§ DESCRIPTION OF THE TASK
The entries must be repeated verbatim, and their images left out.

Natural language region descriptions
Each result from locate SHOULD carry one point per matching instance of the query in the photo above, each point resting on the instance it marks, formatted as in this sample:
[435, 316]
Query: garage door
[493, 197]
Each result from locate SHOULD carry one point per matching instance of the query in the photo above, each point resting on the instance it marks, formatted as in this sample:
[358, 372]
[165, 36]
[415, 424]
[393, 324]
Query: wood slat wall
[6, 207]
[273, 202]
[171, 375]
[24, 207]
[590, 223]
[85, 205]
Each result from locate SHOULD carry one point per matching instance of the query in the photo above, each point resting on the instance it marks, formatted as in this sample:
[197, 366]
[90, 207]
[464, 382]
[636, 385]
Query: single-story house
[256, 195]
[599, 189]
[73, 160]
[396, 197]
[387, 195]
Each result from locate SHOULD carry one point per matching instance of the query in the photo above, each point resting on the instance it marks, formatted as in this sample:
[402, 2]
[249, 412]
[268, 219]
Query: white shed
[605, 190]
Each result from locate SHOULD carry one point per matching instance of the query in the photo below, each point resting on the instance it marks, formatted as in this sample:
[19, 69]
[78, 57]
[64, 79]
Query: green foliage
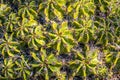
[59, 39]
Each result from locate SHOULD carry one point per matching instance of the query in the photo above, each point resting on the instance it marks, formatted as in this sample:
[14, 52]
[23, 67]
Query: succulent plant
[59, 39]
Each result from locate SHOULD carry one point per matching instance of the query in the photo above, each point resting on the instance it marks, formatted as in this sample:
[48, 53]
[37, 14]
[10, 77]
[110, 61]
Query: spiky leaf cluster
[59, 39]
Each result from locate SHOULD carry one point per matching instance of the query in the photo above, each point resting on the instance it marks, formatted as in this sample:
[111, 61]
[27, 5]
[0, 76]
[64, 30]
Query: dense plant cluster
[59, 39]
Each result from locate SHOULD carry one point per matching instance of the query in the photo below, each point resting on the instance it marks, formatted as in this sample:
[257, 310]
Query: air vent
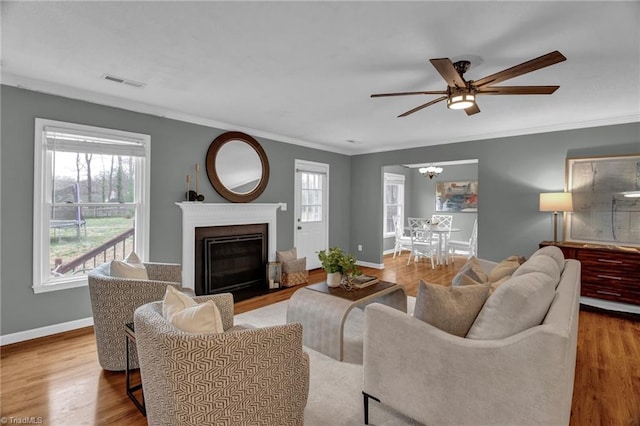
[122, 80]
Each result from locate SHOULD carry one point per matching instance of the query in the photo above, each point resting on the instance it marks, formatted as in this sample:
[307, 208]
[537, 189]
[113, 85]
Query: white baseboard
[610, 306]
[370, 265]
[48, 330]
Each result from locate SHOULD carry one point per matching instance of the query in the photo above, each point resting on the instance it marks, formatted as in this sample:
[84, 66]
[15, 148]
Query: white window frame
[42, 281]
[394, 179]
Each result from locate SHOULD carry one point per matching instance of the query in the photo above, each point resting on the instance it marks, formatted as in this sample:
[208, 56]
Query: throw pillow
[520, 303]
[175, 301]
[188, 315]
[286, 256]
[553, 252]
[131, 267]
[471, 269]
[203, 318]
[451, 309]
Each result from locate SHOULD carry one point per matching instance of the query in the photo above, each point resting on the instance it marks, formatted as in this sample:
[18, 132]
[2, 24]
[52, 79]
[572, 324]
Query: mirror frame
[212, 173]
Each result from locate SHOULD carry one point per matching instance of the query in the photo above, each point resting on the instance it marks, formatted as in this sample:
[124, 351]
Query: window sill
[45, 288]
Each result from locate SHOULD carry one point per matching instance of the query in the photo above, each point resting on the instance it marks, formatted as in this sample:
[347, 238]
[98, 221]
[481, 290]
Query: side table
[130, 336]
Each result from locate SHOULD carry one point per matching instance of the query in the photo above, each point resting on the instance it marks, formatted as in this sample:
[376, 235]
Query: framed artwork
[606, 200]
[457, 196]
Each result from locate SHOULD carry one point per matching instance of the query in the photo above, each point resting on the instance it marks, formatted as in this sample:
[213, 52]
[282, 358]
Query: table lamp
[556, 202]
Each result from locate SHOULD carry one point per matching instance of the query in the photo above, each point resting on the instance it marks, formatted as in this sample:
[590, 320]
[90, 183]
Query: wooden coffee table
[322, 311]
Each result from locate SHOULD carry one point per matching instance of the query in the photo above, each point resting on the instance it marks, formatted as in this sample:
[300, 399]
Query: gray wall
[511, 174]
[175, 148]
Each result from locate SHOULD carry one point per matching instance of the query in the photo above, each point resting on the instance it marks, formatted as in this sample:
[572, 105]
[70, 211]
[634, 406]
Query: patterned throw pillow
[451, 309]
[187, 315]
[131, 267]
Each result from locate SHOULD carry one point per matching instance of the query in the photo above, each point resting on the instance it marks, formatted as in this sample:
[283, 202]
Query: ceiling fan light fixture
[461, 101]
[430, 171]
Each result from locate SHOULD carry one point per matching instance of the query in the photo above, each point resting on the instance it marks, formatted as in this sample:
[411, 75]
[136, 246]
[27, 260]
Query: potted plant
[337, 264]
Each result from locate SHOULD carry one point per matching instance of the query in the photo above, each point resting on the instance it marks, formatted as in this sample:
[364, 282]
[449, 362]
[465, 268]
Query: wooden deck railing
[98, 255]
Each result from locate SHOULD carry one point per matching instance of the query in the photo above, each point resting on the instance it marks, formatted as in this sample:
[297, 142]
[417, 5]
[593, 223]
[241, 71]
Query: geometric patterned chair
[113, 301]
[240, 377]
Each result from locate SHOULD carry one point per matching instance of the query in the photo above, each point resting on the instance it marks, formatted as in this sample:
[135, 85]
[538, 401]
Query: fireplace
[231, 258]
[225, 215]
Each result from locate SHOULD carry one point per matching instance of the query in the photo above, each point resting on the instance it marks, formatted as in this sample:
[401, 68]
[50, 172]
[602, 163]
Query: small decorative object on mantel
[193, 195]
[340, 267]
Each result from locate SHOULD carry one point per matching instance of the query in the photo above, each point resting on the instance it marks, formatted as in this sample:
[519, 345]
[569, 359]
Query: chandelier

§ WRITTEN RESPONSE
Each result from locate SHOULD carry one point per matching instance of the query in the photo above, each point resting on the instance it marks, formatted as in this sample:
[435, 316]
Query: garage door
[493, 197]
Each result from locate SHOULD carry one point per matching instance of the query in the photo above, each point resting on the instance it marks, formatted as in this sample:
[358, 372]
[165, 36]
[415, 424]
[393, 324]
Query: wood slat wall
[6, 207]
[273, 202]
[171, 375]
[24, 207]
[590, 223]
[85, 205]
Each result from locate SHOULD carry one point per matching instance of the query in the photo above, each point resting on the instance it marks, formatted as in this sample:
[197, 366]
[90, 207]
[464, 382]
[636, 385]
Query: single-story house
[256, 195]
[599, 189]
[73, 160]
[396, 197]
[387, 195]
Each result from locate SHOULD carry one point per matching instance of the query in the photo above, each point resting on the instance it marks, formatted as in this sample:
[402, 2]
[249, 412]
[268, 219]
Query: white shed
[605, 190]
Each result from locate SHOULD carry one point per matching instance of the query in the photo below, each point resting on the instance it marks, formatted as in this sample:
[19, 69]
[78, 57]
[64, 79]
Query: green foliage
[59, 39]
Each result from locate SHOULD carry one point per matching instance of the query in the photo above, each point resting on the instance it marks, formatted as in this sample:
[14, 52]
[23, 67]
Query: succulent plant
[59, 39]
Each result from locate SHOULD carry one point per matching instance of the query in the photo above, each point resting on the instance it marks, formatted as in this sample:
[48, 53]
[37, 14]
[10, 77]
[110, 61]
Query: spiky leaf cluster
[59, 39]
Each result from locate SHOULD carry one point per matching instance of the query in the photo above, each point resting on the instance it marks, formatted as in this sample:
[111, 61]
[27, 5]
[0, 76]
[64, 30]
Query: dense plant cluster
[59, 39]
Each result from locate SHOULD carry one point per matching instance of the query in the photo below, each point resting on the instance it marks, formatted as in this sample:
[257, 310]
Query: air vent
[122, 80]
Each result from locate SHOULD carry one point per matching instance of the query in the photo above, each point resting on the instance it marks, formatted as in this sample:
[307, 208]
[537, 189]
[113, 85]
Query: white baseboard
[610, 306]
[370, 265]
[48, 330]
Each result from locate SHOULD carry one point per matching instance of the query in the photo above, each point resting on the instance it marks, formatted as in this sample:
[84, 66]
[15, 148]
Query: white window frame
[42, 281]
[394, 179]
Each result from locate SHOULD carry one point per matching instance of the query in the photo above, each point resting on the instance it marks, formatted as in this sample:
[208, 56]
Query: throw pillow
[520, 303]
[175, 301]
[188, 315]
[286, 256]
[553, 252]
[131, 267]
[471, 269]
[203, 318]
[451, 309]
Each result from locate SHOULD carry one point per matching instance of the query in the photo above, each point resting on the instance it marks, formatted as in this sample:
[18, 132]
[2, 24]
[52, 79]
[572, 324]
Query: mirror frame
[212, 173]
Each result from locate SHOULD carry one point per matching instance of the query in the photo above, each point resting on the instance it marks, formatted as in this sample:
[124, 351]
Query: window sill
[45, 288]
Each result from locate SHOULD carry one point per matching instance of the query in the photo above, each point resting on the instance it marks, formatted as in this sample:
[347, 238]
[98, 221]
[481, 290]
Query: side table
[130, 336]
Each result from locate SHOULD carry one point per matching instance of the query in the photo above, each point resting on the instance it marks, formatted as in this sample:
[376, 235]
Query: framed artwork
[606, 200]
[457, 196]
Each result from locate SHOULD carry one point per matching instance of the query in the photo above, each point resting on the instance it marks, formatted as in this sample:
[213, 52]
[282, 358]
Query: table lamp
[556, 202]
Each result from locate SHOULD carry one point per matching instance of the query in the photo above, each point resting on the instance it marks, formatted as in this sample:
[590, 320]
[90, 183]
Query: wooden coffee table
[322, 311]
Each result from locate SHOULD carry one point per matching instance of the query in the photo above, each point resting on the instance it marks, formatted as in this sample:
[300, 399]
Query: gray wall
[511, 174]
[175, 148]
Each result from locate SHOULD carry one point per matching instance of the query in the photo above, each point resting on the instance it marks, formatted as in this sample:
[572, 105]
[70, 211]
[634, 406]
Query: patterned throw pillow
[451, 309]
[187, 315]
[131, 267]
Each result from locate SHOULD carry one point per matching instance of the query in the photo above, each point resting on the instance it marks, formatted as in this sample:
[283, 202]
Query: ceiling fan light fixture
[461, 101]
[430, 171]
Each result from locate SHOULD carry one point per matching instance of the query in the photo above, each point resting on the instance it marks, formatted as in this sample:
[411, 75]
[136, 246]
[27, 260]
Query: potted plant
[337, 264]
Each result from locate SHOULD carry one point per matching instance of the query in the photo above, each point resting on the instance it marks, formatted as in this sample:
[364, 282]
[449, 362]
[465, 268]
Query: wooden deck railing
[98, 255]
Each result from locate SHOULD carry one point per matching instance of the query in the photo above, each point resting on the instance it marks, formatted as in this sample:
[297, 142]
[417, 5]
[593, 223]
[241, 71]
Query: geometric patterned chair
[113, 301]
[240, 377]
Each result from locate SHOULD carry one point per matching instance of the query in the photo above, each point resting on the instance it marks, formatted as in this sample:
[135, 85]
[538, 401]
Query: fireplace
[231, 258]
[225, 215]
Each result from locate SHOULD carry one point per matching instance of the query in the photo above, each point resting on the instance it marks, formatted as in this sample:
[401, 68]
[50, 172]
[602, 163]
Query: small decorative object on mantel
[193, 195]
[340, 267]
Each result from locate SHOULD carry one point per matching instance of the query in the photo above, each point resting on the instance it marks, formatted as in this sample:
[519, 345]
[569, 359]
Query: chandelier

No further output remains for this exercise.